Input data:
______
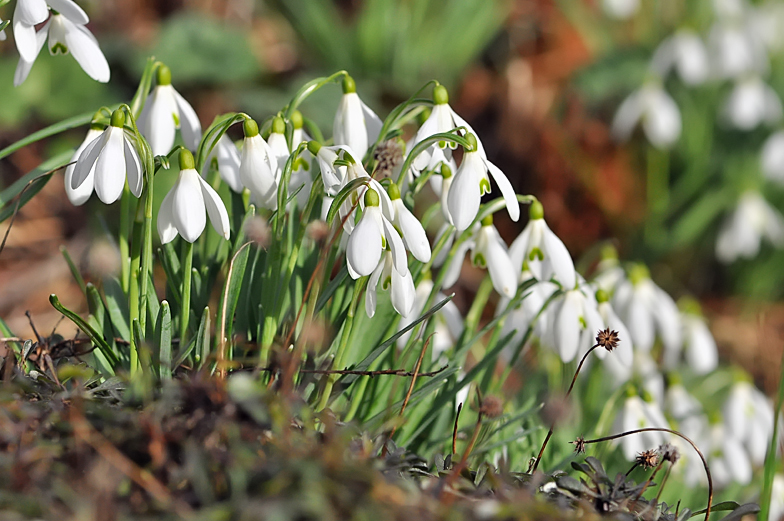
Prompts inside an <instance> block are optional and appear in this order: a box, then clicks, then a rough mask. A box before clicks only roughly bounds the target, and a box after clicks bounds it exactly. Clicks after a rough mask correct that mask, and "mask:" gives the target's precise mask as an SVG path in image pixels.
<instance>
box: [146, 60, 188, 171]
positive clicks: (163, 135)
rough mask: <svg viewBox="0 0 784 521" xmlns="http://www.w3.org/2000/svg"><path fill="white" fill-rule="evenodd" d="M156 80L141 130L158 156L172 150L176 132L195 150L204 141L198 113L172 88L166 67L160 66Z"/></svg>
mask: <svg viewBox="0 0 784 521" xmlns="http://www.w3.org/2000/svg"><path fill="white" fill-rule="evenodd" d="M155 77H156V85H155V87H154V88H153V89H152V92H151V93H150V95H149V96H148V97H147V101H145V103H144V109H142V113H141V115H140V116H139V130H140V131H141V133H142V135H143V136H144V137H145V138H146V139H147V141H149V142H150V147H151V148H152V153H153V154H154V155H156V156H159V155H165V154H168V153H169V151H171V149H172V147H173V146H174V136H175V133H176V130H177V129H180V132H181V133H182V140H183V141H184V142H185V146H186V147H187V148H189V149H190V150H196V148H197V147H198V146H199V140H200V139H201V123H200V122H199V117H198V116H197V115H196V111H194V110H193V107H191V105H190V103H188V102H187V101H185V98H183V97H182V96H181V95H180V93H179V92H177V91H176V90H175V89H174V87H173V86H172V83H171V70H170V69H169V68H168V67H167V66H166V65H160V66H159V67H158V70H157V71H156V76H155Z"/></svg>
______
Assignment: Reproduce every line above word for word, but leave out the picture.

Output below:
Prompts inside an <instance> block are optional and appear in this order: a box, then clicks, then a rough mask. A box before clicks only roughly bounds the target, and a box after clicks bounds it exactly. Clicks after a rough mask correct that mask, and "mask:" gives the target's precise mask as an SVG path in image pixels.
<instance>
box: [146, 60, 188, 171]
positive clicks: (163, 135)
rough mask: <svg viewBox="0 0 784 521" xmlns="http://www.w3.org/2000/svg"><path fill="white" fill-rule="evenodd" d="M156 80L141 130L158 156L172 150L176 132L195 150L204 141L198 113L172 88L166 67L160 66Z"/></svg>
mask: <svg viewBox="0 0 784 521" xmlns="http://www.w3.org/2000/svg"><path fill="white" fill-rule="evenodd" d="M155 77H156V85H155V87H154V88H153V89H152V92H151V93H150V95H149V96H148V97H147V101H145V103H144V109H142V113H141V115H140V116H139V130H140V131H141V133H142V135H143V136H144V137H145V138H146V139H147V141H149V142H150V147H151V148H152V153H153V154H154V155H156V156H159V155H165V154H168V153H169V151H171V149H172V147H173V146H174V136H175V133H176V130H177V129H180V132H181V133H182V140H183V141H184V142H185V146H186V147H187V148H189V149H190V150H196V148H197V147H198V146H199V140H200V139H201V123H200V122H199V117H198V116H197V115H196V111H194V110H193V107H191V105H190V103H188V102H187V101H185V98H183V97H182V96H181V95H180V93H179V92H177V91H176V90H175V89H174V87H173V86H172V83H171V70H170V69H169V68H168V67H167V66H166V65H160V66H159V67H158V70H157V71H156V76H155Z"/></svg>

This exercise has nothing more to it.